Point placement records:
········

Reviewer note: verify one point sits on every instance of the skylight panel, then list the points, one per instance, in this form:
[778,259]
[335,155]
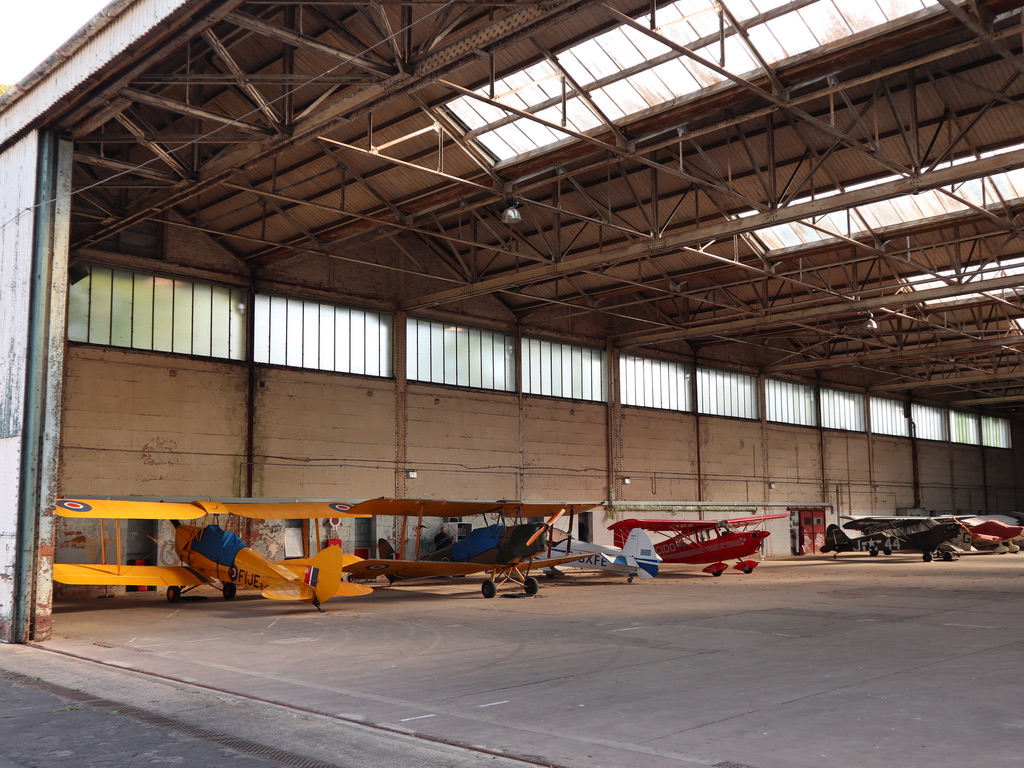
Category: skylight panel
[610,56]
[585,68]
[689,27]
[791,32]
[611,103]
[825,22]
[862,14]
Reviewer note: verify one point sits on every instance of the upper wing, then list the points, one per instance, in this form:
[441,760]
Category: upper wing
[134,510]
[115,508]
[414,568]
[689,526]
[547,562]
[142,576]
[443,508]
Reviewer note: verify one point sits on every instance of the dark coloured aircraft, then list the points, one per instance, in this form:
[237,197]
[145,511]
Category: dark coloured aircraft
[887,534]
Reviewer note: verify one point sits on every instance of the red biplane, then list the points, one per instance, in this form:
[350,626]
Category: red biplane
[699,542]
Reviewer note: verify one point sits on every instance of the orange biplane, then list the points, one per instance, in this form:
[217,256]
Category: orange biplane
[699,542]
[508,548]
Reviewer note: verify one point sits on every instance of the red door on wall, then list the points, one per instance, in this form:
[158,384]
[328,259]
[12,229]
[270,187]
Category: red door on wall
[811,536]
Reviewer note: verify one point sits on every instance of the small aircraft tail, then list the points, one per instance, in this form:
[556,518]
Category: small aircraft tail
[318,579]
[639,546]
[837,540]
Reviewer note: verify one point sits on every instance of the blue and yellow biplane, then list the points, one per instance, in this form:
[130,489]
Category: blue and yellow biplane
[507,549]
[211,555]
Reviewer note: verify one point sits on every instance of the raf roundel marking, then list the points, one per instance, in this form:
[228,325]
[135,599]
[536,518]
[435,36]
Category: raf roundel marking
[75,506]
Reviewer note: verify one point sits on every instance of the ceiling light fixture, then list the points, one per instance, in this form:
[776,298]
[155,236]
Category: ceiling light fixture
[511,213]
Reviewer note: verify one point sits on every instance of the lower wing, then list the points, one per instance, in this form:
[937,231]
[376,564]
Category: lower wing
[414,568]
[141,576]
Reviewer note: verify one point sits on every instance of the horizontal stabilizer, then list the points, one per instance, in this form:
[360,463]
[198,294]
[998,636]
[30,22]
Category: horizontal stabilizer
[289,591]
[140,576]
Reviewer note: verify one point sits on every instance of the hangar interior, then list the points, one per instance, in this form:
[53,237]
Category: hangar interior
[673,256]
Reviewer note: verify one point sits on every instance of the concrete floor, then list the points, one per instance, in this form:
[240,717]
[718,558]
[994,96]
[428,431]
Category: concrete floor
[808,662]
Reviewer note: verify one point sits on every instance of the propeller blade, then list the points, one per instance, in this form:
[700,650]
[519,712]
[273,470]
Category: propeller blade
[546,527]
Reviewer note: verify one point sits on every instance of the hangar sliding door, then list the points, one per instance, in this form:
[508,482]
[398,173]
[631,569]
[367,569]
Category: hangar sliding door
[34,220]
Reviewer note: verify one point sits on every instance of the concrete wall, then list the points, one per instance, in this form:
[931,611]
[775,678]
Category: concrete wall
[154,425]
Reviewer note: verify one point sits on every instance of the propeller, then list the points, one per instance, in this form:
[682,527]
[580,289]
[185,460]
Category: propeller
[546,527]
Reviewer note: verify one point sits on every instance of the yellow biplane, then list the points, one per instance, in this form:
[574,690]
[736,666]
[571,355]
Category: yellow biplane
[507,550]
[212,555]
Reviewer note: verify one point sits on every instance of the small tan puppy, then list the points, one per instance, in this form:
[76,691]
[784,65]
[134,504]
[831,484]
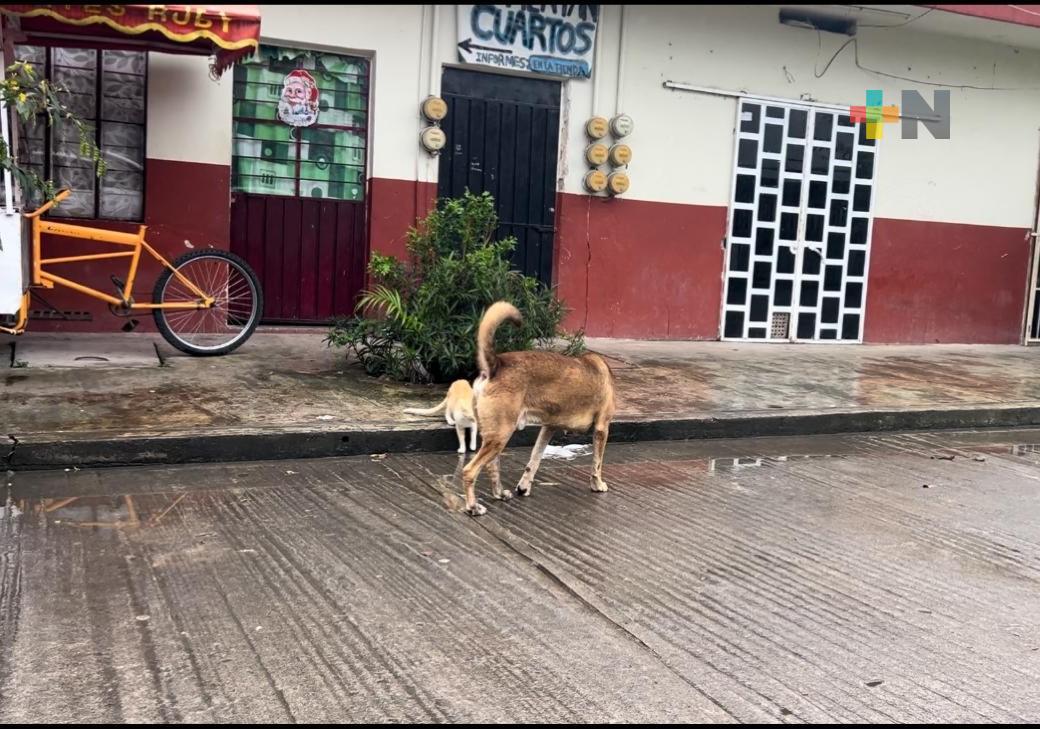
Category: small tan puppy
[563,393]
[458,409]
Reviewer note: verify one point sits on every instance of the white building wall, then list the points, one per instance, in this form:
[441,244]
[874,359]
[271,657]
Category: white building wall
[188,113]
[986,174]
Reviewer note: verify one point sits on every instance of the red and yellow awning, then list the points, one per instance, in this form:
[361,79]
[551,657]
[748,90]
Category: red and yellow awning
[231,32]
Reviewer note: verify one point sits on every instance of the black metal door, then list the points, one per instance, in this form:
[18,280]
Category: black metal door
[502,137]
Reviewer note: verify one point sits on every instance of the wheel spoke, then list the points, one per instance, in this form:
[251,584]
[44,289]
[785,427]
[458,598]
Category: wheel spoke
[234,309]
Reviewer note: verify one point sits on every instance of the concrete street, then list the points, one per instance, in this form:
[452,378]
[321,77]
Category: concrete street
[851,578]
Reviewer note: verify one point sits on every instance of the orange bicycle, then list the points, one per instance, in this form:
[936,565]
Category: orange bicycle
[206,303]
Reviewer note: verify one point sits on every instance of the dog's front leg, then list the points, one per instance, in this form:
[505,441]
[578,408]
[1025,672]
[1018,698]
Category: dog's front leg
[599,446]
[496,482]
[544,436]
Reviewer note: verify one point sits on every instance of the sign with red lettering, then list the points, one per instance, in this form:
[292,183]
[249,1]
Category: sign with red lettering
[232,32]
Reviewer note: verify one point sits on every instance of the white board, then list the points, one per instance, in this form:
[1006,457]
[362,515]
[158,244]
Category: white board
[546,40]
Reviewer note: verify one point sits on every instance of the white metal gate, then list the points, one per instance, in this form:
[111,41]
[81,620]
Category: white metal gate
[799,236]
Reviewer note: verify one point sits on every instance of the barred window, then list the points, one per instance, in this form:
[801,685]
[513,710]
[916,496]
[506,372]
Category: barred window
[301,124]
[106,89]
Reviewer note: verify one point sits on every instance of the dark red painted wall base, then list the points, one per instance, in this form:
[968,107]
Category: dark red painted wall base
[639,269]
[943,282]
[183,202]
[394,206]
[624,267]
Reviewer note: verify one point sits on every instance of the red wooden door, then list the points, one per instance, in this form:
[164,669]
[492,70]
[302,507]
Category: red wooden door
[309,254]
[300,152]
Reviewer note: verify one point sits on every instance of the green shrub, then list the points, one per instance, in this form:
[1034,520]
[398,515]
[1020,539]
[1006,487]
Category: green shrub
[419,320]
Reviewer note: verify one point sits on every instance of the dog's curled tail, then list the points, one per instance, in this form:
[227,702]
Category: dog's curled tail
[498,312]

········

## TASK INSTRUCTIONS
Copy out word for word the part of the records above that opens with the line containing "of the green" and runs through the end of the records.

## CORRECT ANSWER
Reviewer note: verify one point sits on every instance of the green shrub, then list the points, one per instance, in this form:
[1034,520]
[398,515]
[1020,539]
[1006,487]
Category: green shrub
[419,320]
Reviewer note: verify one point sits on every instance of the dog's curled tail, then list the points, one per instance, in this form:
[227,702]
Category: dog's curled tail
[498,312]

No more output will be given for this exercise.